[Goal]
The required output is the line containing "Keep to these rules. Indicate every instance of the pilot's left" through the final line of the material below, printed exactly, with no other lines.

[Stored entries]
+ + + + +

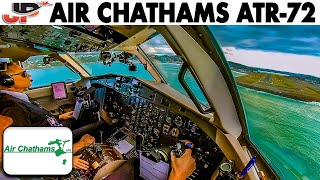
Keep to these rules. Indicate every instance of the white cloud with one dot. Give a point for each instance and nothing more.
(301, 64)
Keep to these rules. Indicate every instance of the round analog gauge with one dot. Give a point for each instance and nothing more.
(178, 121)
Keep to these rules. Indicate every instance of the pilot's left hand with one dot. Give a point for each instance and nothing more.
(65, 116)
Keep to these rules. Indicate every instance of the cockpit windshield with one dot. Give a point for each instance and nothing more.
(96, 67)
(169, 64)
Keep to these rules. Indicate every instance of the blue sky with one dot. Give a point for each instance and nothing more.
(287, 39)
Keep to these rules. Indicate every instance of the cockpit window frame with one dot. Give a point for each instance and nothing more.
(184, 84)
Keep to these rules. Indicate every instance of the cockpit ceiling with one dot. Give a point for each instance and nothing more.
(64, 38)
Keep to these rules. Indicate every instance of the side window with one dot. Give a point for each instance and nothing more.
(43, 75)
(277, 72)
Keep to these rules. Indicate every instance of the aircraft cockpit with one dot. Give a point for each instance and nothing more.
(139, 99)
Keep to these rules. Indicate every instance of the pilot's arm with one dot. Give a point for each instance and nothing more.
(182, 167)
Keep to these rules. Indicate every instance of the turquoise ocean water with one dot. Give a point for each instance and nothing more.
(285, 131)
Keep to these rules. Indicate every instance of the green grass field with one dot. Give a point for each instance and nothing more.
(288, 86)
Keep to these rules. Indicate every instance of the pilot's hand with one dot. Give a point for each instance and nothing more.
(78, 163)
(67, 115)
(182, 167)
(86, 140)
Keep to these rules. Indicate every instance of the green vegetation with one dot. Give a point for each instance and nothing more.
(295, 87)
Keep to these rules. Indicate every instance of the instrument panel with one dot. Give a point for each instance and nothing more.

+ + + + +

[Written answer]
Keep to these rules. Indicate every instance of the pilot's left hand with one dot. Give a point for each instance and nothing more.
(65, 116)
Keep to these rules. Indicate every instance of the cockpit windshield with one dot. Give a point for each instance and nothing more.
(96, 67)
(169, 64)
Keep to these rules. Indicate every instance of the blue sky with one dot. Give a point for each instance and nothing more.
(287, 39)
Keep to these rules. Indicate every instance of the cockpit window frame with one dot. Give a point for each instance and nothing more.
(184, 84)
Keep to these rules. Indicate every instance of the cockpit ceiling with one dot. Give a point for each instance and nothing more.
(64, 38)
Keep to these rules. Indicate every instance of the side window with one dot. Give a point for each instance and nothing more.
(43, 75)
(277, 72)
Keep to these rules. Indicate every instance of the aircraft cockpit with one dot. Give a point for each instance and nothing more.
(139, 99)
Keep to these rules. Indicate every instance of the pilot's arm with one dot. Give a point for each instance and nothing more.
(182, 167)
Keep to these rules. Indicate every instance of the turquoise ocean water with one dot. Give a point for each instance and nothing more.
(285, 131)
Keep to these rules. Indicate every instance of the green grass field with one dot. Give a point for each instance and nothing more.
(288, 86)
Keep to these rules. Indicate every instance of the pilot's hand with one dot. Give a point for each instance and nothing more.
(78, 163)
(67, 115)
(182, 167)
(86, 140)
Keep to these rules. Indicate every instance of the green vegetation with one dot. Give a point for each instance and nothing more.
(295, 87)
Keep to these rules. Indicate every instance of the instrument panel with one dot. Give a point for each instance and nothing more.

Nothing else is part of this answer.